# Heat sources and humidity levels



## Alexio (May 18, 2016)

I was unsure about whether to post this question here or on the tortoise enclosure section, but I have a feeling there may not end up being a one right answer. 

When it comes to providing heat for reptiles and tortoises more specifically you basically have 4 "in tank" heat sources. 


1. Your incandescent bulbs and mercury vapor bulbs.

2. Ceramic heat emitters 

3. Radiant heat pannels 

4. Under the tank heating in the form of a heat mat or heat tape
(This is provided that a pulse proportional thermostat is being used to control the device to the correct level if needed.)

I have seen all 4 of these used in tortoise keeping and my question is which of these methods dries out the air least? Or the most?


----------



## JoesMum (May 18, 2016)

**GIVEN INFORMATION:**
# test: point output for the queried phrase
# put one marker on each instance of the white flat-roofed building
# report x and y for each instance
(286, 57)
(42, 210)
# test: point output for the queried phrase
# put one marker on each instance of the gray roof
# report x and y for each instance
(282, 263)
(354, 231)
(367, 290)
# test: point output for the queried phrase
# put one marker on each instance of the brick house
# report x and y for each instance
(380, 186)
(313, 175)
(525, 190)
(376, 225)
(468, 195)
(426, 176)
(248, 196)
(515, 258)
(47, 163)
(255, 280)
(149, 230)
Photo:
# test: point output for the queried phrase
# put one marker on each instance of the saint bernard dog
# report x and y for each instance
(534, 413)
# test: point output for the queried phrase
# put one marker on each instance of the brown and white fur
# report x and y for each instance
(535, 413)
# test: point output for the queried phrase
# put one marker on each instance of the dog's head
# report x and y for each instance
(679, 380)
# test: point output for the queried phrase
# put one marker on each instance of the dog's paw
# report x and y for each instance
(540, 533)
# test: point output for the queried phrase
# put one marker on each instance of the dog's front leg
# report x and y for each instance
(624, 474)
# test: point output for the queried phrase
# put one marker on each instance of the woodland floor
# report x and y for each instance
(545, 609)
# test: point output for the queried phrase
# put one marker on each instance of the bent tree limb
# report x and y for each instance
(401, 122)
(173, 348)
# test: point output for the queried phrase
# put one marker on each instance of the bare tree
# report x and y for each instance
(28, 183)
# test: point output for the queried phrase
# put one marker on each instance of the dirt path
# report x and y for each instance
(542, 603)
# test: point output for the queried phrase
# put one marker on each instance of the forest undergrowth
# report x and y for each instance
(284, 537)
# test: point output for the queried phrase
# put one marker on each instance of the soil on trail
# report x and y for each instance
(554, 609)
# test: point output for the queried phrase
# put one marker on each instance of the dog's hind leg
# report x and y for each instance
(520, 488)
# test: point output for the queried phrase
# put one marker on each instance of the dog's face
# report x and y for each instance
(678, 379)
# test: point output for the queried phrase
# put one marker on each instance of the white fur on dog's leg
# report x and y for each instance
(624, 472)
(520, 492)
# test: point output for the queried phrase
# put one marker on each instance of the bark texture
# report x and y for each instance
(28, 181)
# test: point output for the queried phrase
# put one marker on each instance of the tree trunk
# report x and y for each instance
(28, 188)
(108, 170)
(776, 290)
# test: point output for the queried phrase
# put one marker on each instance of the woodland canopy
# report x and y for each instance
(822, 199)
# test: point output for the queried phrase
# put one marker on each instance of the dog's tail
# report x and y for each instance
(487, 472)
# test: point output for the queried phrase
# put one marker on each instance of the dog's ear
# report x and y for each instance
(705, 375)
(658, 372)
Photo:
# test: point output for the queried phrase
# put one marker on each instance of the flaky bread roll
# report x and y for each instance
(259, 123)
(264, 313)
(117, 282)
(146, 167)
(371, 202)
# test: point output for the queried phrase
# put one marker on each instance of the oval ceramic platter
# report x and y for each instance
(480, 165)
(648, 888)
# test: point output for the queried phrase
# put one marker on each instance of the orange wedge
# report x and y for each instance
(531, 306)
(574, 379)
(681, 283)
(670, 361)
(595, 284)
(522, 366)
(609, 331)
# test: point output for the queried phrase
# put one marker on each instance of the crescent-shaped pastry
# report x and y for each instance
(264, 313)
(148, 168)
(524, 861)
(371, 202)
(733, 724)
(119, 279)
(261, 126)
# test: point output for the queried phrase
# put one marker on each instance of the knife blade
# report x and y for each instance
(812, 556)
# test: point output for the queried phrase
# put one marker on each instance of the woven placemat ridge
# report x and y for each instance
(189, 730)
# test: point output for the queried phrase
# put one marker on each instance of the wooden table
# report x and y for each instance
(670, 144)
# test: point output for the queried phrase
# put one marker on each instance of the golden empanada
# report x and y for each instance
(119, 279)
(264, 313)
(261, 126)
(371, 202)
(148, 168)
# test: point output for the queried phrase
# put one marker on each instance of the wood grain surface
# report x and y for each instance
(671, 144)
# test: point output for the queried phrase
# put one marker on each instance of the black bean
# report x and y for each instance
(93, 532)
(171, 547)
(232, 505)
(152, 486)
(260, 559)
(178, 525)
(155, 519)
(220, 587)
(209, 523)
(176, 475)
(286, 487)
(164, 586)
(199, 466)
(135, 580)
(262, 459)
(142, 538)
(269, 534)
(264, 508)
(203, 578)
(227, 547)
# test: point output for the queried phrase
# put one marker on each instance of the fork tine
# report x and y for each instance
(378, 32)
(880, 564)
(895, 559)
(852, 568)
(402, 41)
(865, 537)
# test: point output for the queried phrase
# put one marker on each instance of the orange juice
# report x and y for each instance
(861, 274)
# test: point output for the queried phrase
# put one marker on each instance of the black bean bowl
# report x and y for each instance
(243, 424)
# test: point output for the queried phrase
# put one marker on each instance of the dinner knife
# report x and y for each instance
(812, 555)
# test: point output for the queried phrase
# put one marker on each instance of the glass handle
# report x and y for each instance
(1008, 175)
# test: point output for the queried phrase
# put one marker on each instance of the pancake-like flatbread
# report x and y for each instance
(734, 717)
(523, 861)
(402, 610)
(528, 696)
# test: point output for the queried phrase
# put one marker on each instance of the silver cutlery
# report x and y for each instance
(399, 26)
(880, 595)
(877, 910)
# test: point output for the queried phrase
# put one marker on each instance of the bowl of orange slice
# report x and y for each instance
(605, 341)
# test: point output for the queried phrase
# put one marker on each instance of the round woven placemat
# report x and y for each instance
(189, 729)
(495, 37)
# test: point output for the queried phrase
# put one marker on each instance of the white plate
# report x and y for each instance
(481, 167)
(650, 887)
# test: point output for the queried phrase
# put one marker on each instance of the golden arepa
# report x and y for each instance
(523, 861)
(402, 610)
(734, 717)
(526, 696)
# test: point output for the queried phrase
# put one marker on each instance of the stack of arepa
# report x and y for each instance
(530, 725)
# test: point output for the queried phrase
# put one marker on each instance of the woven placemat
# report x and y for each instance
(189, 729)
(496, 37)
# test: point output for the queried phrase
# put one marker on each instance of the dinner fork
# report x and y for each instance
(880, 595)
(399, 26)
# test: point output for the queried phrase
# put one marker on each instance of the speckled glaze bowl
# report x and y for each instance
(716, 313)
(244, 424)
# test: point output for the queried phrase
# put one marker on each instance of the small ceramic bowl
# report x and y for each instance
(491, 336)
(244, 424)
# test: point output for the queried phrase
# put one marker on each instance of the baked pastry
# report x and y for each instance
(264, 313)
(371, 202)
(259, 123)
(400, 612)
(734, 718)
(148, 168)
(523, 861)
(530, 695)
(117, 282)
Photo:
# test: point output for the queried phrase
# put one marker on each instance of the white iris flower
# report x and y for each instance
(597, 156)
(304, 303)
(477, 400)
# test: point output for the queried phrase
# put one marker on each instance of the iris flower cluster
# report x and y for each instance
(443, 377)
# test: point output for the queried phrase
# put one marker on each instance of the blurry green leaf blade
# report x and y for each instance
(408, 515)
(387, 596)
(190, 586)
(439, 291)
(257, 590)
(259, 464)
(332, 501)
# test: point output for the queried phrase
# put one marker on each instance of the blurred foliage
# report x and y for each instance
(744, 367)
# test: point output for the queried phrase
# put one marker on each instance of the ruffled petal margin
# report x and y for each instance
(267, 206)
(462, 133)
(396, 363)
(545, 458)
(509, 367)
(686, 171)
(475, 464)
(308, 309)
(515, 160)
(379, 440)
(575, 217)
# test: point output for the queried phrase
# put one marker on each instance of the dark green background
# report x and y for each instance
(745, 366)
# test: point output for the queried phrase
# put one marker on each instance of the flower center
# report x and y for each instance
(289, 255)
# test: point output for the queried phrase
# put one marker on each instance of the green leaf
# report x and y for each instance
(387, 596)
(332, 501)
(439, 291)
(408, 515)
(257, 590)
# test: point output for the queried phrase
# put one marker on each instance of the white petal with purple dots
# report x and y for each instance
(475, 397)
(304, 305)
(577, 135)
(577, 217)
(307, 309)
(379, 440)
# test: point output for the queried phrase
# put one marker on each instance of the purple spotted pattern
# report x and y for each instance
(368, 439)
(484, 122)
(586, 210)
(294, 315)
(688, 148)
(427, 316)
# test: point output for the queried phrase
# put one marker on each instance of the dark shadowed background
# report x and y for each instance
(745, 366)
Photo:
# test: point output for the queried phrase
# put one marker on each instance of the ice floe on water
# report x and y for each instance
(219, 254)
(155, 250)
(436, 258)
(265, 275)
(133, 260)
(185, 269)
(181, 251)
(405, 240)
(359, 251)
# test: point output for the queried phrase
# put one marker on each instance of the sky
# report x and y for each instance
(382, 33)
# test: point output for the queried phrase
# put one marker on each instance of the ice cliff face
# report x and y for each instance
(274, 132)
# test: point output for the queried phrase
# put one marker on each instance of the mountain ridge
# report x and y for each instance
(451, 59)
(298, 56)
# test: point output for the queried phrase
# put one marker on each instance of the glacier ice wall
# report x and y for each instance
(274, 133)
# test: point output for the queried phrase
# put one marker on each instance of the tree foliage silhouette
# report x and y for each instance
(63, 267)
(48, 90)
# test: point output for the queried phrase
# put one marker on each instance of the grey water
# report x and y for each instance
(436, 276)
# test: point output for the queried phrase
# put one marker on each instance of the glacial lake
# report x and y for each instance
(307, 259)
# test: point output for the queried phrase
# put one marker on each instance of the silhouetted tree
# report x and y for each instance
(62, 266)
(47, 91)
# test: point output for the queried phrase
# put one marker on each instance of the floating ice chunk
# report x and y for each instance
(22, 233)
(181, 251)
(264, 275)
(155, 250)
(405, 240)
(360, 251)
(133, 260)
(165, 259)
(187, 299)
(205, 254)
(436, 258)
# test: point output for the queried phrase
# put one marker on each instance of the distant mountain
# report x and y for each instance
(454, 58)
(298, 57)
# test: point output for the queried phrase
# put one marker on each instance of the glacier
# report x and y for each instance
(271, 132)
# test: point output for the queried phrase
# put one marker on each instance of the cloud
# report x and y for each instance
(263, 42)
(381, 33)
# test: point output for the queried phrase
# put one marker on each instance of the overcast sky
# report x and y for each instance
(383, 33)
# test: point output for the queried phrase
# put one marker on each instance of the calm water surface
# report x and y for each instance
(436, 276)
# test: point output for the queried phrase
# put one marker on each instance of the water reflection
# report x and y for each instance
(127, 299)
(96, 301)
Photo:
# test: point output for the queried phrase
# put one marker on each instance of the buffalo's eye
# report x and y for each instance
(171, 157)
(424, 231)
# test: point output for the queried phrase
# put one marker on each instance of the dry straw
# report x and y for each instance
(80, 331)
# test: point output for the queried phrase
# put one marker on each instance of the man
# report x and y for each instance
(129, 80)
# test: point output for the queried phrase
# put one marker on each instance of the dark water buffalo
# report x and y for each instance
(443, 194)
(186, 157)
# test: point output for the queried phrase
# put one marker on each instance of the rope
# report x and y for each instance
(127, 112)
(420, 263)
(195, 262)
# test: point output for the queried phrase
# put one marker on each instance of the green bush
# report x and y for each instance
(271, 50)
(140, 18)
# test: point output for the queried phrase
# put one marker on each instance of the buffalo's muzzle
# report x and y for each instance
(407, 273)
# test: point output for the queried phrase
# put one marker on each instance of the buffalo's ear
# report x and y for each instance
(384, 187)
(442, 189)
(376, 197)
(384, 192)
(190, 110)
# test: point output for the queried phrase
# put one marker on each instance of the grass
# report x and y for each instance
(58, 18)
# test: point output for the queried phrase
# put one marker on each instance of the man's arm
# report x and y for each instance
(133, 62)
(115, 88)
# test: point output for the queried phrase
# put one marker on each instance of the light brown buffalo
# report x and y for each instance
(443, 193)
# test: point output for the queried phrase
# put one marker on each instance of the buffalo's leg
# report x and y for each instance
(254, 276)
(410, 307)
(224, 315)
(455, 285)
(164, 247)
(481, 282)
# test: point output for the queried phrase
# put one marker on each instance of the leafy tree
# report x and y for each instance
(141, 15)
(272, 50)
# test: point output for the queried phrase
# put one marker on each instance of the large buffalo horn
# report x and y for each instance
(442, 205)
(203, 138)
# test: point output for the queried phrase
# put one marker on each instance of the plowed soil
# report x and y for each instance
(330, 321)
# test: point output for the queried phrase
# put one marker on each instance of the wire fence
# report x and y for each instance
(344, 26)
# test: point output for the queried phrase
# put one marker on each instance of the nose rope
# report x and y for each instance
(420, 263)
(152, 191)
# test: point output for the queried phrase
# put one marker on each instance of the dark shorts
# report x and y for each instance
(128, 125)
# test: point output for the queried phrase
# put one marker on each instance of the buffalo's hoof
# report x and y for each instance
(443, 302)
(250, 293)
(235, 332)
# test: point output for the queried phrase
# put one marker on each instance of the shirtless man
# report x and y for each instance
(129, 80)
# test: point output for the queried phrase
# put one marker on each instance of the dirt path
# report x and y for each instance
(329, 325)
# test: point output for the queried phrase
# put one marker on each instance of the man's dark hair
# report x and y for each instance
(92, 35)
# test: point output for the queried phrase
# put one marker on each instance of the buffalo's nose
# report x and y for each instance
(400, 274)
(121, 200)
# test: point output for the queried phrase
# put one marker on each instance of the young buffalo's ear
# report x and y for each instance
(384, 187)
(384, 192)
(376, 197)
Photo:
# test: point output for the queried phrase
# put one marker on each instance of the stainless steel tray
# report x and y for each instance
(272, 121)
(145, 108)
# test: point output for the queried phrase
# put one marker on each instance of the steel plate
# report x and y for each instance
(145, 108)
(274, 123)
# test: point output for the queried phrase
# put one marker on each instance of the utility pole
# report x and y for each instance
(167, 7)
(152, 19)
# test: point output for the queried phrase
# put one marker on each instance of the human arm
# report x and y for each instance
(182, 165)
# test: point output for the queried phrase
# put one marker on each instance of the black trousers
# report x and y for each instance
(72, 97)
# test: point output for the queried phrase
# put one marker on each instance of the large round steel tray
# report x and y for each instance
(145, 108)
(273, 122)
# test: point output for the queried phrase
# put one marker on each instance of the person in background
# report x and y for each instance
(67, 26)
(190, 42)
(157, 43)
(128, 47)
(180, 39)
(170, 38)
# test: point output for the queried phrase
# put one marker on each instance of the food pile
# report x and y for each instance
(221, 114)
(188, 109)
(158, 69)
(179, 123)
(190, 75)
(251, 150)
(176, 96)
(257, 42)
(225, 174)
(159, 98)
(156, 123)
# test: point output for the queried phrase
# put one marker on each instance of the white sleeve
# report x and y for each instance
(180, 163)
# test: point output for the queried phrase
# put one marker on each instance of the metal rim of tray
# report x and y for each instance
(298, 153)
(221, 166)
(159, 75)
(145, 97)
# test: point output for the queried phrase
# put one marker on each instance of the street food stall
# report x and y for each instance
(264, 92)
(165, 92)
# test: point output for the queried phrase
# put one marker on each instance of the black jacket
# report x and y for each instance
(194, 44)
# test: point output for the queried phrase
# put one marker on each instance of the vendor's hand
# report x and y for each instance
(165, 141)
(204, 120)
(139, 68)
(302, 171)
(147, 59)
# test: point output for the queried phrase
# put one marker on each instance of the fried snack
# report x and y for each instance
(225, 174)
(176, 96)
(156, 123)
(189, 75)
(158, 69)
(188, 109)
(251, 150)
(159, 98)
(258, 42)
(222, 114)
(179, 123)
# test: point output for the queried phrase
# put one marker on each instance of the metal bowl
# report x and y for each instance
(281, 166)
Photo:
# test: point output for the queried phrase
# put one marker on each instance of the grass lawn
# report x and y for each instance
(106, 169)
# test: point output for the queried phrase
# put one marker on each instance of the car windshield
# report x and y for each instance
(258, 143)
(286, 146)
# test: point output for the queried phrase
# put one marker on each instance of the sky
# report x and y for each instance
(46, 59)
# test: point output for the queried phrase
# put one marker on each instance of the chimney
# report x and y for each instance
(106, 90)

**PARTS OF THE EXERCISE:**
(1) Answer these questions about the heat sources thread.
(a) How many "in tank" heat sources does the poster say there basically are?
(b) What device should control an under-the-tank heat mat or heat tape?
(c) Where else did the poster consider posting the question?
(2) Copy word for word the passage of the heat sources thread that begins at the words "1. Your incandescent" and stops after the words "level if needed.)".
Work from the heat sources thread alone, not from the data.

**LIST OF SOLUTIONS:**
(1)
(a) Four.
(b) A pulse proportional thermostat.
(c) In the tortoise enclosure section.

(2)
1. Your incandescent bulbs and mercury vapor bulbs.

2. Ceramic heat emitters 

3. Radiant heat pannels 

4. Under the tank heating in the form of a heat mat or heat tape
(This is provided that a pulse proportional thermostat is being used to control the device to the correct level if needed.)